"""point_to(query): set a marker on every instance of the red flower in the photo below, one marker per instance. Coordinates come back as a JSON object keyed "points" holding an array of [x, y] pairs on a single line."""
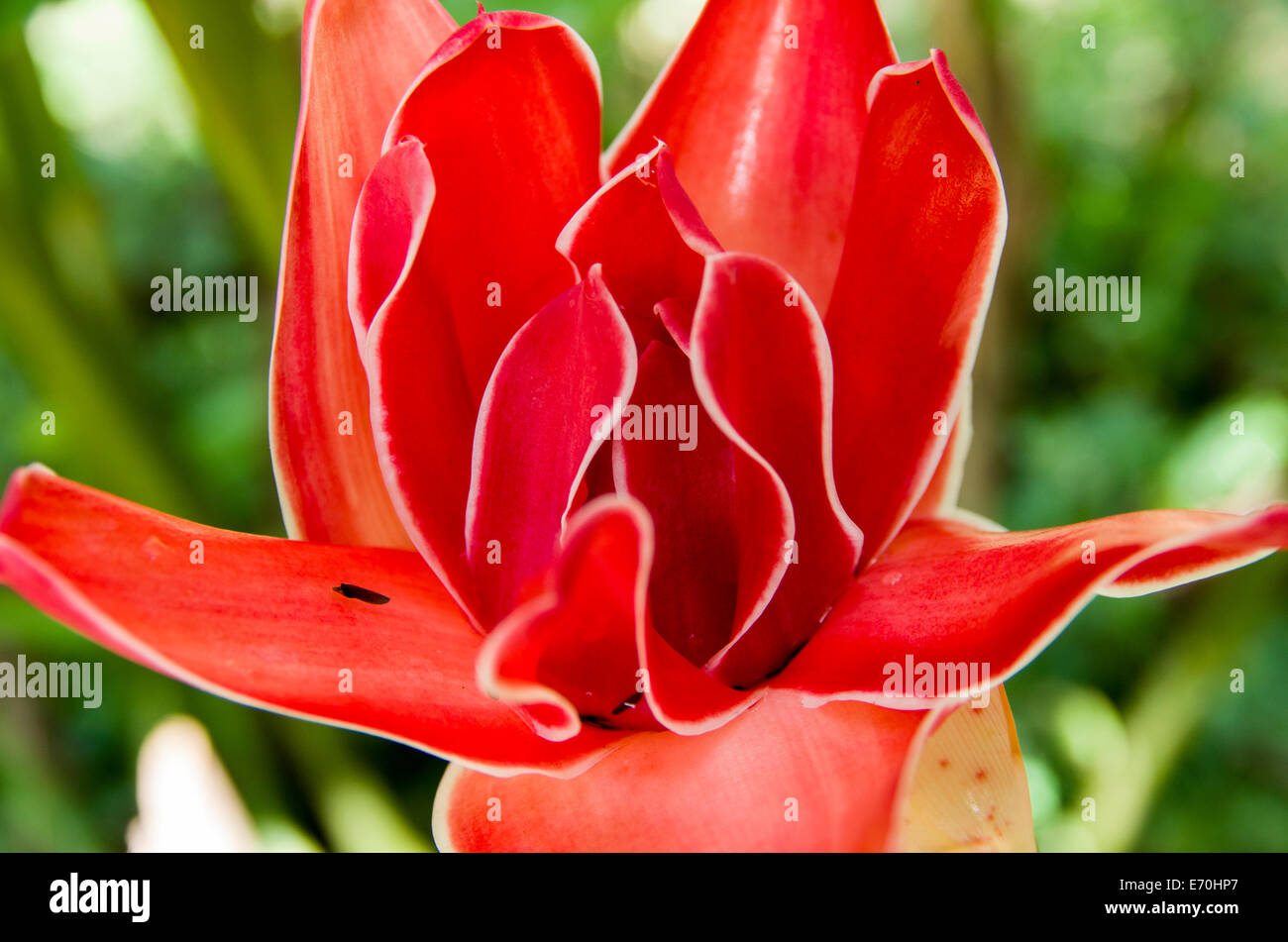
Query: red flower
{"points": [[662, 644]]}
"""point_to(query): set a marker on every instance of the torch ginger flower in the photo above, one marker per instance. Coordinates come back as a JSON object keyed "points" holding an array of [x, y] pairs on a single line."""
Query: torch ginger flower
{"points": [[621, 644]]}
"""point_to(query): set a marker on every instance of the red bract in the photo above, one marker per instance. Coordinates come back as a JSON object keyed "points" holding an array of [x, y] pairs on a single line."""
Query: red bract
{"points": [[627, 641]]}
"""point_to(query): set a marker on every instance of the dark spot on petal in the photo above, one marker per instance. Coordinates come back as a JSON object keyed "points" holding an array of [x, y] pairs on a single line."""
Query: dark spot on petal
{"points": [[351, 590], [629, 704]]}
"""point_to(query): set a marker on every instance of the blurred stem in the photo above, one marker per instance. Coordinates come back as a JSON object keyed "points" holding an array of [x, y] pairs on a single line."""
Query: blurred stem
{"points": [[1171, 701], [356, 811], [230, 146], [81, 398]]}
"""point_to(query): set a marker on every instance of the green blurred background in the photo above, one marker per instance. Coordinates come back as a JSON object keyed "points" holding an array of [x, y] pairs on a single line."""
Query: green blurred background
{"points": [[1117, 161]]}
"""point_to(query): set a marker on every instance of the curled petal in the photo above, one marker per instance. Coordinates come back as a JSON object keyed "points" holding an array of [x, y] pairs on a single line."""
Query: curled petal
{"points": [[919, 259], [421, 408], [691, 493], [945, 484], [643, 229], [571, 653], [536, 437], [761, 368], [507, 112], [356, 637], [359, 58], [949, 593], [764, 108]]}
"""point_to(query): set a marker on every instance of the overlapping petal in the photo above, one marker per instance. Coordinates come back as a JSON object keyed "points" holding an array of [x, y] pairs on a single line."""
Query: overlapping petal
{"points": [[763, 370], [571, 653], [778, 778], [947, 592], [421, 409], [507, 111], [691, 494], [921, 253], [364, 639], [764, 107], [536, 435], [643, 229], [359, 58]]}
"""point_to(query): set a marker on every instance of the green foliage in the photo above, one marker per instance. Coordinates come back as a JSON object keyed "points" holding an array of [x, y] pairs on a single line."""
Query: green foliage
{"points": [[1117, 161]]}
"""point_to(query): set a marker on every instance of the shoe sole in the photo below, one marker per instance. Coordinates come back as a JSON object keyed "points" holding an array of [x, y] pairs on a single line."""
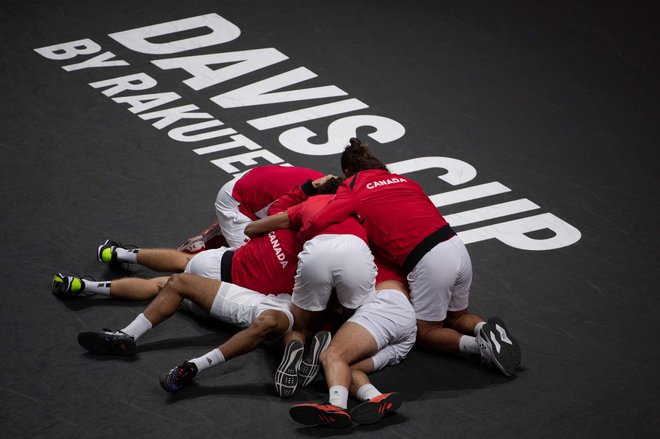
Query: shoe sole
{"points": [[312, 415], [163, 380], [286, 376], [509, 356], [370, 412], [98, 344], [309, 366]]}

====

Work to complete |
Copy all of the entries above word for word, leaving out the pictures.

Solution to this task |
"""point_to(query): set a marker on every instance of the red flower in the photo below, one marker per instance. Coordinates come back as a JSON object keyed "points" holding an array of [x, y] pairs on a single line."""
Query: red flower
{"points": [[662, 644]]}
"""point_to(query): set a marker on every instance of the torch ginger flower in the photo above, one marker per instance. Coordinates come back as a JSON object keyed "points" holding an array of [x, y] pairs on a single line."""
Query: torch ginger flower
{"points": [[621, 644]]}
"""point_to(query): set a marker on every instance of the red bract in the photo above, one marker per instance. Coordinates come back as a JSON object keyed "points" holding an array of [x, y] pairs on a single line."""
Query: red bract
{"points": [[627, 641]]}
"""point_to(query): set a marker on every instance of the dark spot on petal in the photo above, one marker per instance. Coordinates come back as a JSON object keyed "points" holding an array of [x, y] pairs on a single line."""
Query: dark spot on petal
{"points": [[351, 590], [629, 704]]}
"""point_to(query): set a marker on every instance of the blurred stem in the photo above, one marker per instance. Coordinates come back as a JSON object keyed "points" holding an array of [x, y] pairs on a single line."""
Query: blurred stem
{"points": [[1171, 701], [356, 811], [230, 146], [81, 398]]}
"""point_to(query): set a marker on every instance of the green blurred background in the photo above, one marker per instance. Coordinates come back as a JSON object keyed "points" holding an array of [x, y] pairs on a single line."""
Query: green blurred background
{"points": [[1117, 161]]}
"""point_to(query): set a marker on every instance of the curled petal in the photo above, one marker per instance. Coordinates come back as a JSON object keyed "points" holding an array of [x, y] pairs on a single line."""
Query: curled petal
{"points": [[919, 259], [421, 408], [691, 493], [945, 484], [643, 229], [571, 653], [536, 437], [761, 368], [507, 112], [356, 637], [359, 58], [949, 593], [764, 108]]}
"""point_to(query): set a marker on every instance of the overlapping petal in the photo above, one marker per instance. Coordinates come back as a JSON object keyed "points" holding an array of [x, y] pairs on a single line."""
Query: overlapping petal
{"points": [[763, 370], [571, 653], [778, 778], [947, 592], [421, 409], [507, 111], [691, 494], [921, 253], [364, 639], [764, 107], [536, 435], [643, 229], [359, 58]]}
"""point_to(query): set a marker on every instance of the green foliage in the photo above, one marker per instance. Coordinates come back as a JSON object keyed "points" holding an array of [x, y] pairs on a single line."""
Query: green foliage
{"points": [[1117, 161]]}
"""point_to(query): set a marker on every instance of the shoe sole in the photo below, one marker per instance. Coordinates come back as a JSON object keyed "points" holding an array of [x, y] pairs on a single line."""
Query: shoe sole
{"points": [[312, 415], [163, 380], [286, 376], [509, 356], [370, 412], [98, 344], [309, 366]]}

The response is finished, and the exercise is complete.